> _Your instructions_: Can you transcribe every one of the records below line for line, keeping each character unchanged?
+++
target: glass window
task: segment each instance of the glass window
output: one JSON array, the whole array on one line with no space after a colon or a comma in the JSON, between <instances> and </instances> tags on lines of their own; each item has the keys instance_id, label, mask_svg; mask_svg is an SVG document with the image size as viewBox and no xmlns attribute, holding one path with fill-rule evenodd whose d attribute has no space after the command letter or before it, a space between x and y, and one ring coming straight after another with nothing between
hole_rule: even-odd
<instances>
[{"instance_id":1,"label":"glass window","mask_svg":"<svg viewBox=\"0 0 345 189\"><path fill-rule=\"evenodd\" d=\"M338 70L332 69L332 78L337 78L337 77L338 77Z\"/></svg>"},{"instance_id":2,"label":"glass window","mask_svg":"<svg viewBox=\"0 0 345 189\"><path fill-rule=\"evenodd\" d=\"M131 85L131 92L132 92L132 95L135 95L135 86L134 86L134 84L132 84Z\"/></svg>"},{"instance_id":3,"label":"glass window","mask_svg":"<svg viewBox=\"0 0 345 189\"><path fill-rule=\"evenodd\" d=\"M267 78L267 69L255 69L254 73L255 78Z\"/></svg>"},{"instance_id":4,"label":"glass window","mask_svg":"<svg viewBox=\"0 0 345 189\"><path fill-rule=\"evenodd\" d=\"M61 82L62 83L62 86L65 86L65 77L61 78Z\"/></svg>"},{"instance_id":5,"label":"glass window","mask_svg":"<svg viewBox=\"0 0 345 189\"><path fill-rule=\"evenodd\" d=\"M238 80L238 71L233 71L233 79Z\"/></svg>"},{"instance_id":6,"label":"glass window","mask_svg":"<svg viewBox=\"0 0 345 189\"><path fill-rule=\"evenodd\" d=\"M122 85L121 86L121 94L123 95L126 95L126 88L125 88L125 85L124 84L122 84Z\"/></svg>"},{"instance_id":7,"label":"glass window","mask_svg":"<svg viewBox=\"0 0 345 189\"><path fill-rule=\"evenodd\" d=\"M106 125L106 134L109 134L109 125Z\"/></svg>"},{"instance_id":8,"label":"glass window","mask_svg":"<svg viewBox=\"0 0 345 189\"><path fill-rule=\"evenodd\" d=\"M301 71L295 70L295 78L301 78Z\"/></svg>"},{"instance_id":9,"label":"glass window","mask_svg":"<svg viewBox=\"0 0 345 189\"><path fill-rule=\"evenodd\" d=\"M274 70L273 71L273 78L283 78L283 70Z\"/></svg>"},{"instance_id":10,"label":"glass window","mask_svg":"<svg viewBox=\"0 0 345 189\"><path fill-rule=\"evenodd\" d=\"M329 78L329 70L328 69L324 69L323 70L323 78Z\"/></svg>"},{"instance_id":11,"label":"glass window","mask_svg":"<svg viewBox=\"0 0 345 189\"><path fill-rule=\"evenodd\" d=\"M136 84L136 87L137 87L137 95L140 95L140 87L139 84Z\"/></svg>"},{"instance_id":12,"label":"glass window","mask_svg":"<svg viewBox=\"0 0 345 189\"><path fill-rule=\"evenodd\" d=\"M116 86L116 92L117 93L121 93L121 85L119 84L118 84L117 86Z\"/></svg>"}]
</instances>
+++
> _Finished answer_:
target: glass window
task: segment each instance of the glass window
output: one JSON array, the whole array on one line with no space after a colon or a comma in the JSON, between <instances> and </instances> tags on lines of their own; each item has the keys instance_id, label, mask_svg; mask_svg is an SVG document with the image size as viewBox and no xmlns attribute, holding one path with fill-rule evenodd whose d attribute has no space after the command letter or before it, a space between x and y, and one ring coming straight after another with nothing between
hole_rule: even-odd
<instances>
[{"instance_id":1,"label":"glass window","mask_svg":"<svg viewBox=\"0 0 345 189\"><path fill-rule=\"evenodd\" d=\"M338 70L332 69L332 78L337 78L337 77L338 77Z\"/></svg>"},{"instance_id":2,"label":"glass window","mask_svg":"<svg viewBox=\"0 0 345 189\"><path fill-rule=\"evenodd\" d=\"M131 85L131 92L132 92L132 95L135 95L135 86L134 86L134 84L132 84Z\"/></svg>"},{"instance_id":3,"label":"glass window","mask_svg":"<svg viewBox=\"0 0 345 189\"><path fill-rule=\"evenodd\" d=\"M267 78L267 69L255 69L254 73L255 78Z\"/></svg>"},{"instance_id":4,"label":"glass window","mask_svg":"<svg viewBox=\"0 0 345 189\"><path fill-rule=\"evenodd\" d=\"M61 82L62 83L62 86L65 86L65 77L61 78Z\"/></svg>"},{"instance_id":5,"label":"glass window","mask_svg":"<svg viewBox=\"0 0 345 189\"><path fill-rule=\"evenodd\" d=\"M238 80L238 71L233 71L233 79Z\"/></svg>"},{"instance_id":6,"label":"glass window","mask_svg":"<svg viewBox=\"0 0 345 189\"><path fill-rule=\"evenodd\" d=\"M122 85L121 86L121 94L123 95L126 95L126 88L125 88L125 85L124 84L122 84Z\"/></svg>"},{"instance_id":7,"label":"glass window","mask_svg":"<svg viewBox=\"0 0 345 189\"><path fill-rule=\"evenodd\" d=\"M106 125L106 134L109 134L109 125Z\"/></svg>"},{"instance_id":8,"label":"glass window","mask_svg":"<svg viewBox=\"0 0 345 189\"><path fill-rule=\"evenodd\" d=\"M301 71L295 70L295 78L301 78Z\"/></svg>"},{"instance_id":9,"label":"glass window","mask_svg":"<svg viewBox=\"0 0 345 189\"><path fill-rule=\"evenodd\" d=\"M274 70L273 71L273 78L283 78L283 70Z\"/></svg>"},{"instance_id":10,"label":"glass window","mask_svg":"<svg viewBox=\"0 0 345 189\"><path fill-rule=\"evenodd\" d=\"M329 78L329 70L328 69L324 69L323 70L323 78Z\"/></svg>"},{"instance_id":11,"label":"glass window","mask_svg":"<svg viewBox=\"0 0 345 189\"><path fill-rule=\"evenodd\" d=\"M136 84L136 87L137 87L137 95L140 95L140 87L139 84Z\"/></svg>"},{"instance_id":12,"label":"glass window","mask_svg":"<svg viewBox=\"0 0 345 189\"><path fill-rule=\"evenodd\" d=\"M116 86L116 92L117 93L121 93L121 85L119 84L118 84L117 86Z\"/></svg>"}]
</instances>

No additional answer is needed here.